■ Data extract:
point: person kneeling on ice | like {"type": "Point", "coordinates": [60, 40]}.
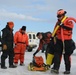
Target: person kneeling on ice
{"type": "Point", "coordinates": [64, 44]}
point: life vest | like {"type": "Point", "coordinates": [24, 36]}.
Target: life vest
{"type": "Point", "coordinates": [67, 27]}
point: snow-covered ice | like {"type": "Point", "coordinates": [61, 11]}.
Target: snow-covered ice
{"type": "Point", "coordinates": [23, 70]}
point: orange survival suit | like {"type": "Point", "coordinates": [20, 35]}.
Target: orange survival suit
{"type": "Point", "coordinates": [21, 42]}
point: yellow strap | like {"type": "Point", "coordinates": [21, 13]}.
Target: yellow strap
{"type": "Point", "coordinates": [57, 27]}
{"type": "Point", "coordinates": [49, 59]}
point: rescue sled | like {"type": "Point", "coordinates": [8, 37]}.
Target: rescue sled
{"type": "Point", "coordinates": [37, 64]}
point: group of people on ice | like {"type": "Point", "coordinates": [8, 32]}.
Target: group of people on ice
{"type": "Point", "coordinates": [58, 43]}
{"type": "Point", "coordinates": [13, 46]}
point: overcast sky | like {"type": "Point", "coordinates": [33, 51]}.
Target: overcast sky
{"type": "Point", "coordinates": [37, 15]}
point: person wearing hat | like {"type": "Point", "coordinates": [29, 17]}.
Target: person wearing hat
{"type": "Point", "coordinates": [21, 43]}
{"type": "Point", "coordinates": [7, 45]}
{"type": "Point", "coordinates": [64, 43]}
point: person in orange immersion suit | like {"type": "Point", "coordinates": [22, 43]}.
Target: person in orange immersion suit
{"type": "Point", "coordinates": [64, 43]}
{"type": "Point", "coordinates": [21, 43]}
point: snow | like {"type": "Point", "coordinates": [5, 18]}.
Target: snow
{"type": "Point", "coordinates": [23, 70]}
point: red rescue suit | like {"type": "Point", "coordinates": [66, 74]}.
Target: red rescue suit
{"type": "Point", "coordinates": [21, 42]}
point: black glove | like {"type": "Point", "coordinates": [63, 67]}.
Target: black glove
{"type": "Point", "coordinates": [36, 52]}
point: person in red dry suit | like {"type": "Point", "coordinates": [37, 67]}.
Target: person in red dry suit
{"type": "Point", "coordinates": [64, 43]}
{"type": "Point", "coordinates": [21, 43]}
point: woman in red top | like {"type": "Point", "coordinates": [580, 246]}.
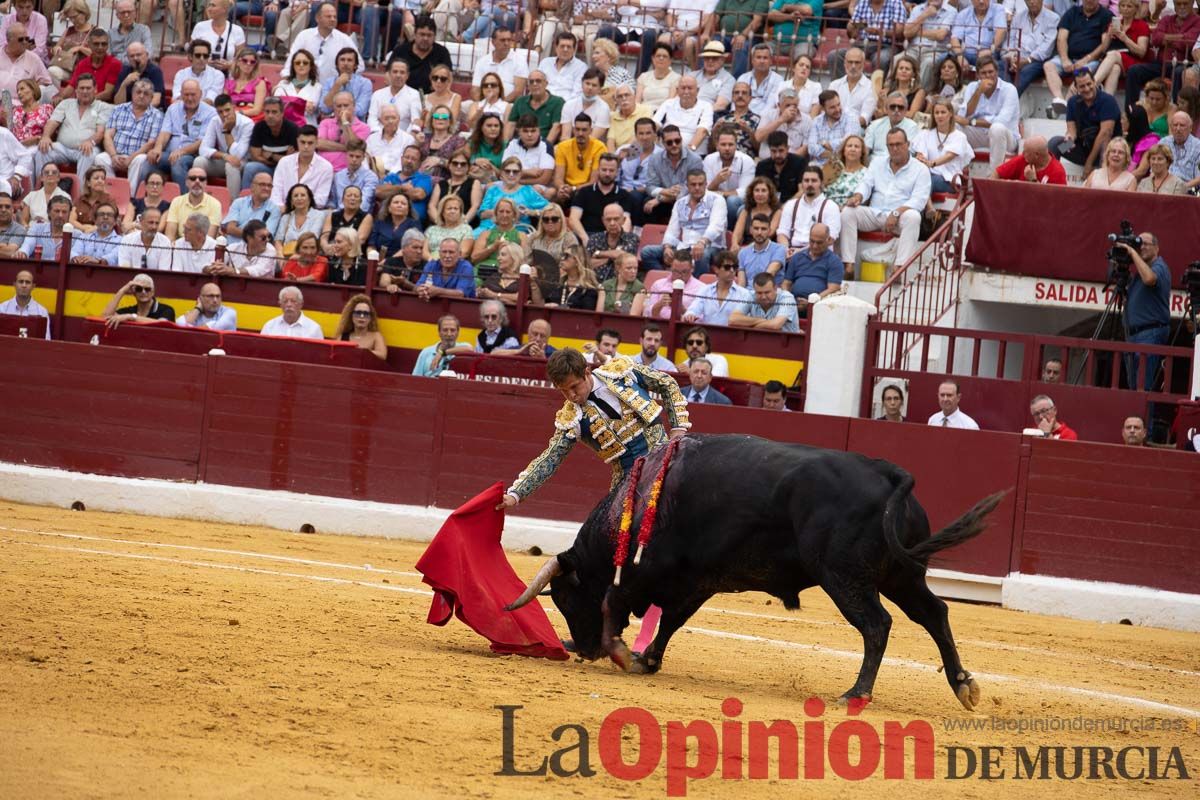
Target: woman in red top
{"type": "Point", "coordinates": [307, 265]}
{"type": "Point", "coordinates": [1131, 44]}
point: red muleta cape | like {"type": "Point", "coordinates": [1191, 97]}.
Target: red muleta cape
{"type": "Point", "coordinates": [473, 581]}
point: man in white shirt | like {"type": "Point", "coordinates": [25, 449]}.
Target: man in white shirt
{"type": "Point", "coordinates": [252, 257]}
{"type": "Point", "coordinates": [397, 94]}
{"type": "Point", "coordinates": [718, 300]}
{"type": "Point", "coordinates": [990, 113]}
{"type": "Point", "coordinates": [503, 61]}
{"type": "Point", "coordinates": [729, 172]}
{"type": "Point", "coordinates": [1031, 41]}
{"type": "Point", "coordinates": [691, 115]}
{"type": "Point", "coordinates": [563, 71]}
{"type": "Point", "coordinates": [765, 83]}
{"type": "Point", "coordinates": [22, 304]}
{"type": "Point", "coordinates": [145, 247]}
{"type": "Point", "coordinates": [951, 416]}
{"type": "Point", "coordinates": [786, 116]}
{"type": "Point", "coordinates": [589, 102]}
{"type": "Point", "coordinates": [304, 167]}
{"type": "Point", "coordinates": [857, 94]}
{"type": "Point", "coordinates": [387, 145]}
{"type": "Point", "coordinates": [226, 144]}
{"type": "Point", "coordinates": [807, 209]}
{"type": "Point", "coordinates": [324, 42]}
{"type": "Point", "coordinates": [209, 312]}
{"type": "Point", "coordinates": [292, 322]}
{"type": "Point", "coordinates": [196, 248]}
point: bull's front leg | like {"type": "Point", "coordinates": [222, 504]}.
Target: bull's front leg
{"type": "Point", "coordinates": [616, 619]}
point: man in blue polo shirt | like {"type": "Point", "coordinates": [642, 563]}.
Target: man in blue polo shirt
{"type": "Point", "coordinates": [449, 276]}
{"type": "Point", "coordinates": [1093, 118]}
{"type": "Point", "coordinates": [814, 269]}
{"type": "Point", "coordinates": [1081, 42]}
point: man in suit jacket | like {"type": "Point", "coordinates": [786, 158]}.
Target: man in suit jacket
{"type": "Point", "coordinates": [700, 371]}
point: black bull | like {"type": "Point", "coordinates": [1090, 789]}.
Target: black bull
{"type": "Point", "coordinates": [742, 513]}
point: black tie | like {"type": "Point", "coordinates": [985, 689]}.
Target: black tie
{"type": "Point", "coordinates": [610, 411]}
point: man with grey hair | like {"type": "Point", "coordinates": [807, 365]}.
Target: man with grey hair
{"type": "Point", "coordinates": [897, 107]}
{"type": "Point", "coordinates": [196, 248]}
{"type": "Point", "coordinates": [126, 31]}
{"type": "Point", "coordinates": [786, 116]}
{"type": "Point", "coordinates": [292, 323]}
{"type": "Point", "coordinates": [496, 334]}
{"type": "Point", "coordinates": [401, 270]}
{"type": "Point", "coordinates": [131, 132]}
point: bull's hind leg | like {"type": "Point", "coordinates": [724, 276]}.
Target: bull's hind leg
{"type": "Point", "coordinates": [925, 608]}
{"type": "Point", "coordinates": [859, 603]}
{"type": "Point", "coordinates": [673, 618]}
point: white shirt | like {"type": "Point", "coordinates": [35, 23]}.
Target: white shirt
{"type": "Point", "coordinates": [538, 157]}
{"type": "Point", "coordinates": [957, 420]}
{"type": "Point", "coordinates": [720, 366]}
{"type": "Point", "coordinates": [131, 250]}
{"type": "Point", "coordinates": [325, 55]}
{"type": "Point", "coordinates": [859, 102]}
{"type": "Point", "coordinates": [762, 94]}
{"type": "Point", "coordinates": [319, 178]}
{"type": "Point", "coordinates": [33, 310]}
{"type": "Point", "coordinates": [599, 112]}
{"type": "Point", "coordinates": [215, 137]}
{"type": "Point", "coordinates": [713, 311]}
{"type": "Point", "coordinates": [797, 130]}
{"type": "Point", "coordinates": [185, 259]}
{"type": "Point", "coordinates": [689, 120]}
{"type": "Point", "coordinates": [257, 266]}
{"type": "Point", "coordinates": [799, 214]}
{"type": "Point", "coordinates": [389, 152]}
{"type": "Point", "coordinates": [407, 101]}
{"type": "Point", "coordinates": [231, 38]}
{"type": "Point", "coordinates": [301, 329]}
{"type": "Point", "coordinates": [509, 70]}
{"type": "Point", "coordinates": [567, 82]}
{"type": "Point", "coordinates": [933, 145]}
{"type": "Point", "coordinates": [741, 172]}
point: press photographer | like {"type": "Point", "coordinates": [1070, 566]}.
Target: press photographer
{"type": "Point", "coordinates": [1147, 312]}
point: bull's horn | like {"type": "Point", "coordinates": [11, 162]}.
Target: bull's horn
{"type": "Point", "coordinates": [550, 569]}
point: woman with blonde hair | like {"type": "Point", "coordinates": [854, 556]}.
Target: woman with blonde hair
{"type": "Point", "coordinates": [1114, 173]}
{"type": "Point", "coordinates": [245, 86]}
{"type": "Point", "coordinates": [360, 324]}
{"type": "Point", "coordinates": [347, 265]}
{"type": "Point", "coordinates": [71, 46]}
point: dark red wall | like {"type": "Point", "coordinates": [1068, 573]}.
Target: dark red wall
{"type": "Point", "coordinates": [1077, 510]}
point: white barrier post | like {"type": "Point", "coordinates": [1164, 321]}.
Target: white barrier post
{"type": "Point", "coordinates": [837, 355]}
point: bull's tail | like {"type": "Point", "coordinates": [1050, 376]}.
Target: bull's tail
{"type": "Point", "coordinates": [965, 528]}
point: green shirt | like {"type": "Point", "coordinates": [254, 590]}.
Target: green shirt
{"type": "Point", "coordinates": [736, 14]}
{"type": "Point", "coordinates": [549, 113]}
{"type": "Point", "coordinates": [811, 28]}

■ Problem details:
Within the listing above, print exactly the stretch beginning at the line that contains "Target: person wearing hat" and finishing at the line that contains "point: man in white", ends kept, pictures left out, and nothing more.

■ Answer section:
Target: person wearing hat
{"type": "Point", "coordinates": [21, 43]}
{"type": "Point", "coordinates": [7, 45]}
{"type": "Point", "coordinates": [64, 43]}
point: person in orange immersion suit | like {"type": "Point", "coordinates": [22, 43]}.
Target: person in orange immersion suit
{"type": "Point", "coordinates": [64, 43]}
{"type": "Point", "coordinates": [21, 43]}
point: snow | like {"type": "Point", "coordinates": [5, 18]}.
Target: snow
{"type": "Point", "coordinates": [23, 70]}
point: red rescue suit | like {"type": "Point", "coordinates": [66, 74]}.
Target: red rescue suit
{"type": "Point", "coordinates": [21, 42]}
point: black glove | like {"type": "Point", "coordinates": [63, 67]}.
Target: black glove
{"type": "Point", "coordinates": [36, 52]}
point: person in red dry suit | like {"type": "Point", "coordinates": [37, 67]}.
Target: person in red dry suit
{"type": "Point", "coordinates": [64, 43]}
{"type": "Point", "coordinates": [21, 43]}
point: woman in red top | like {"type": "Point", "coordinates": [580, 246]}.
Target: woman in red top
{"type": "Point", "coordinates": [307, 265]}
{"type": "Point", "coordinates": [1131, 44]}
point: red muleta cape | like {"type": "Point", "coordinates": [1191, 97]}.
Target: red muleta cape
{"type": "Point", "coordinates": [473, 581]}
point: man in white shirt | like {"type": "Point", "coordinates": [25, 449]}.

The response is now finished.